BEGIN SUPPLIED MATERIAL
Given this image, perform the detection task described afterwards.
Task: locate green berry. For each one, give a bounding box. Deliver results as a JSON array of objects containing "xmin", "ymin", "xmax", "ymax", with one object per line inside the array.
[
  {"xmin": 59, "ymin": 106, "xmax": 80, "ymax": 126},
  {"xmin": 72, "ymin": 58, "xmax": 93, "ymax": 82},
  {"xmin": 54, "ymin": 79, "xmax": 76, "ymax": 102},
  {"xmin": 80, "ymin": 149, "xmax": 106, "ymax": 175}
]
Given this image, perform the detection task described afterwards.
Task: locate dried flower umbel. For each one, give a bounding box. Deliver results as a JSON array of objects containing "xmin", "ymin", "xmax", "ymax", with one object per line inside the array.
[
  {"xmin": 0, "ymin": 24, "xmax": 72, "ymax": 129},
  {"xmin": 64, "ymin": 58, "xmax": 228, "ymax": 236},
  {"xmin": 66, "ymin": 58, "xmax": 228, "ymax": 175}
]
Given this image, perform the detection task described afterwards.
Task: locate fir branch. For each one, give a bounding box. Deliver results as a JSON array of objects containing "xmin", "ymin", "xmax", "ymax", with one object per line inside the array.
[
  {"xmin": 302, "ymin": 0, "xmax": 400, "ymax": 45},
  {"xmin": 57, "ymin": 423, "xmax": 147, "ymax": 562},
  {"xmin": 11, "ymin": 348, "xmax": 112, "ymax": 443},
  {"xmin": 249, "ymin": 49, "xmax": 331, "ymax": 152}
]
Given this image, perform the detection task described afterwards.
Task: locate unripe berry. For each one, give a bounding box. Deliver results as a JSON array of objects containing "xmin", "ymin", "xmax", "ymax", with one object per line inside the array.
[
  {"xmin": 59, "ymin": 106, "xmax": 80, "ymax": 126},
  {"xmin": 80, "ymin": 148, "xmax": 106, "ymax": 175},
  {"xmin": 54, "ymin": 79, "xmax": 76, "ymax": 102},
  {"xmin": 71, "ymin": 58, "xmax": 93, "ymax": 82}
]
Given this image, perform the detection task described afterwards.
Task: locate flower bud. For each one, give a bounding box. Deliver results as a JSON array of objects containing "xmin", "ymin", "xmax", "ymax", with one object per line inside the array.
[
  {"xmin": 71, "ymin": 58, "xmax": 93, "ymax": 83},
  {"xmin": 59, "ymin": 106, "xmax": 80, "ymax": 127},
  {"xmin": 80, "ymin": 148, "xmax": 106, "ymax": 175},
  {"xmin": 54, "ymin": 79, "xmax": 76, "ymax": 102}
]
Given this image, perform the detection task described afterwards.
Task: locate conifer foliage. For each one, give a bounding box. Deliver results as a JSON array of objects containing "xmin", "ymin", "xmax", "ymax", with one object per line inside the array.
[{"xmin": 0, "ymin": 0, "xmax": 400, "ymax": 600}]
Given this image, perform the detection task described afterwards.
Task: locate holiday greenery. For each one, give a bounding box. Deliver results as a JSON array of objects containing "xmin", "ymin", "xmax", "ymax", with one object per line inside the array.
END SUPPLIED MATERIAL
TASK DESCRIPTION: Reproduce the listing shown above in its entirety, exactly.

EXERCISE RESULT:
Given this image, perform the detection task described afterwards.
Task: locate green berry. For each one, give a bounding box. Deliver results as a JSON array of objects containing "xmin", "ymin", "xmax", "ymax", with one object per line inside the array.
[
  {"xmin": 59, "ymin": 106, "xmax": 80, "ymax": 126},
  {"xmin": 72, "ymin": 58, "xmax": 93, "ymax": 82},
  {"xmin": 54, "ymin": 79, "xmax": 76, "ymax": 102},
  {"xmin": 80, "ymin": 149, "xmax": 106, "ymax": 175}
]
Given this image, perform the detection task described afterwards.
Task: locate dried flower umbel. For each one, give a bounding box. Deliver results as a JSON array of objects containing "xmin", "ymin", "xmax", "ymax", with one object per line inside the array.
[
  {"xmin": 0, "ymin": 24, "xmax": 72, "ymax": 129},
  {"xmin": 64, "ymin": 58, "xmax": 228, "ymax": 236},
  {"xmin": 66, "ymin": 58, "xmax": 228, "ymax": 175}
]
Given this image, perform the detection task described afterwards.
Task: locate fir branch. For each one, give a bounding box. Deliver results as a JSON array of objects containing "xmin", "ymin", "xmax", "ymax", with one object per line inside the array.
[
  {"xmin": 302, "ymin": 0, "xmax": 400, "ymax": 45},
  {"xmin": 57, "ymin": 423, "xmax": 147, "ymax": 562},
  {"xmin": 11, "ymin": 348, "xmax": 112, "ymax": 443},
  {"xmin": 249, "ymin": 49, "xmax": 331, "ymax": 152}
]
Given this image, perform the detection task described afterwards.
Task: locate unripe berry. For each one, give a bounding box. Deliver results as a JSON array of objects containing "xmin", "ymin", "xmax", "ymax", with one object per line inside the array.
[
  {"xmin": 59, "ymin": 106, "xmax": 80, "ymax": 126},
  {"xmin": 80, "ymin": 148, "xmax": 106, "ymax": 175},
  {"xmin": 54, "ymin": 79, "xmax": 76, "ymax": 102},
  {"xmin": 71, "ymin": 58, "xmax": 93, "ymax": 82}
]
Given this image, perform the detection task described afterwards.
Task: locate flower bud. For each one, give a bounding box. Deliver results as a JSON array of objects containing "xmin", "ymin", "xmax", "ymax", with one object per line inside the array.
[
  {"xmin": 71, "ymin": 58, "xmax": 93, "ymax": 83},
  {"xmin": 59, "ymin": 106, "xmax": 80, "ymax": 127},
  {"xmin": 80, "ymin": 148, "xmax": 106, "ymax": 175},
  {"xmin": 54, "ymin": 79, "xmax": 76, "ymax": 102}
]
Given this image, perform the detection task described afterwards.
Task: locate conifer foliage. For each one, give a bounding box. Deliver results as a JSON array of objects containing "xmin", "ymin", "xmax", "ymax", with one object per line inside the array.
[{"xmin": 0, "ymin": 0, "xmax": 400, "ymax": 600}]
Given this image, perform the detection task described afterwards.
Task: locate holiday greenery. For each one, give a bounding box. Deliver results as a JSON array of objects containing "xmin", "ymin", "xmax", "ymax", with one object per line inside the array.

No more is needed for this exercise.